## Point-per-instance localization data
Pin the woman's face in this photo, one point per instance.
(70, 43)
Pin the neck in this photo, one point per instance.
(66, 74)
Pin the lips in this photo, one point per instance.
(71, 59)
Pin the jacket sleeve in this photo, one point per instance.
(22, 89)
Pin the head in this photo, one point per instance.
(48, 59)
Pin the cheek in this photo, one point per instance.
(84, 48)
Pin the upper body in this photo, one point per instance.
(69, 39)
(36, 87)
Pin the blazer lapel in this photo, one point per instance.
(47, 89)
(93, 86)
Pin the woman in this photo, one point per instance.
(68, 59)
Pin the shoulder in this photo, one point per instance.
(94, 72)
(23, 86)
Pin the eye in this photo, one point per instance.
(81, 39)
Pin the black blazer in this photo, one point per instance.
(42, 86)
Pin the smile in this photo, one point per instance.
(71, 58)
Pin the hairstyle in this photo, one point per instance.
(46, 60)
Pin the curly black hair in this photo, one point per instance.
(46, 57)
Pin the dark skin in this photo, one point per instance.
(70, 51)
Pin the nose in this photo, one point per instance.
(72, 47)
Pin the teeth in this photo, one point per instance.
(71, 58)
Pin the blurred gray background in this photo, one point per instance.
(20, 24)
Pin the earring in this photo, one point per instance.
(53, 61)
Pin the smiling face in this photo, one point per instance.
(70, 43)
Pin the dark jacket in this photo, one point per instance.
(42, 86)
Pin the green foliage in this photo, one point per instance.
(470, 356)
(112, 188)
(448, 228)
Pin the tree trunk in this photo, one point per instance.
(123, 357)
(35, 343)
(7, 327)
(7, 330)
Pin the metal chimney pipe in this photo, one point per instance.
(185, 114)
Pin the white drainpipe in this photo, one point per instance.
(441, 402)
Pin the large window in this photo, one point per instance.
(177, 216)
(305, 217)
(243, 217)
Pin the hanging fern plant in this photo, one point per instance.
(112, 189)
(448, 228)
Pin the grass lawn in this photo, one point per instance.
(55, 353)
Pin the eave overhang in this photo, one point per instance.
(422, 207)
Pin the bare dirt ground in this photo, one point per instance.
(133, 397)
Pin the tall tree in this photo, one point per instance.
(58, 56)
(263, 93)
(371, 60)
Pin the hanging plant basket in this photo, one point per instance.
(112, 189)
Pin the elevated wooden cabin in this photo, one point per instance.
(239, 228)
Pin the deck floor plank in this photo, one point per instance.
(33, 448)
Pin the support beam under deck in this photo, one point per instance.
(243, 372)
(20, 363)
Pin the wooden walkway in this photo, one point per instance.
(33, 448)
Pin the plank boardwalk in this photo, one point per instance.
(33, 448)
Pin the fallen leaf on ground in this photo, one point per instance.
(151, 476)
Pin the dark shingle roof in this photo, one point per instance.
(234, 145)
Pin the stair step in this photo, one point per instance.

## WORK REQUEST
Letter for letter, copy all of the entries above.

## RESPONSE TO THIS TASK
Pin the woman's face in this photo, one point per instance.
(70, 43)
Pin the neck in this photo, one point per instance.
(66, 74)
Pin the lips in this photo, one point per instance.
(71, 59)
Pin the jacket sleeve in this photo, one point per instance.
(22, 89)
Pin the head in this photo, one point per instance.
(48, 59)
Pin the cheek in this photo, one point per instance.
(84, 48)
Pin the upper body in this photo, one point per instance.
(69, 39)
(36, 87)
Pin the blazer lapel in this photo, one point per instance.
(47, 89)
(93, 86)
Pin the woman in this photo, one point per instance.
(68, 59)
Pin the shoulder in this photo, one point per instance.
(94, 72)
(23, 86)
Pin the eye in this photo, one point per instance.
(81, 39)
Pin the black blazer in this photo, one point per instance.
(42, 86)
Pin the smile in this photo, one point per instance.
(71, 58)
Pin the hairstyle in this photo, one point per instance.
(46, 60)
Pin the curly black hair in this photo, one point per instance.
(46, 57)
Pin the dark skin in this photo, one point per instance.
(70, 51)
Pin the nose in this photo, one point per instance.
(72, 47)
Pin the teeth in this photo, one point per instance.
(71, 58)
Pin the blurred gray background in this photo, one point per instance.
(20, 24)
Pin the earring in this photo, one point per instance.
(53, 61)
Pin the smiling face in this photo, one point per instance.
(70, 43)
Pin the dark jacket in this photo, one point per instance.
(42, 86)
Pin the green foliage in this photo, one point per instance.
(470, 356)
(112, 188)
(448, 228)
Pin the tree trunk in this photo, one point per instance.
(123, 357)
(35, 343)
(7, 327)
(7, 330)
Pin the metal chimney pipe in this photo, one point per instance.
(185, 114)
Pin the white drainpipe in this photo, one point per instance.
(441, 402)
Pin the large window in this photo, one point per instance.
(177, 216)
(305, 217)
(243, 217)
Pin the hanging fern plant in this photo, one point per instance.
(112, 189)
(448, 228)
Pin the grass lawn in this photo, one point per instance.
(55, 353)
Pin the eave overhang in this photo, one point per instance.
(422, 207)
Pin the bare dirt ground in this photo, one point per instance.
(133, 397)
Pin the tall tree in this photo, one point per instance.
(58, 56)
(263, 93)
(371, 60)
Pin the hanging plant basket in this photo, one point per instance.
(112, 189)
Pin the elevated wooden cabin in this photo, one point per instance.
(239, 228)
Pin the deck floor plank in this photo, one point per instance.
(33, 448)
Pin the support beam under deck in this photo, one point per instance.
(243, 372)
(20, 363)
Pin the wooden walkway in this photo, one point per instance.
(33, 448)
Pin the plank boardwalk in this photo, one point per instance.
(33, 448)
Pin the fallen leaf on ground in this photo, one point per instance.
(151, 476)
Pin the dark shingle roof in this photo, one point per instance.
(234, 145)
Pin the stair step in this photo, one point per instance.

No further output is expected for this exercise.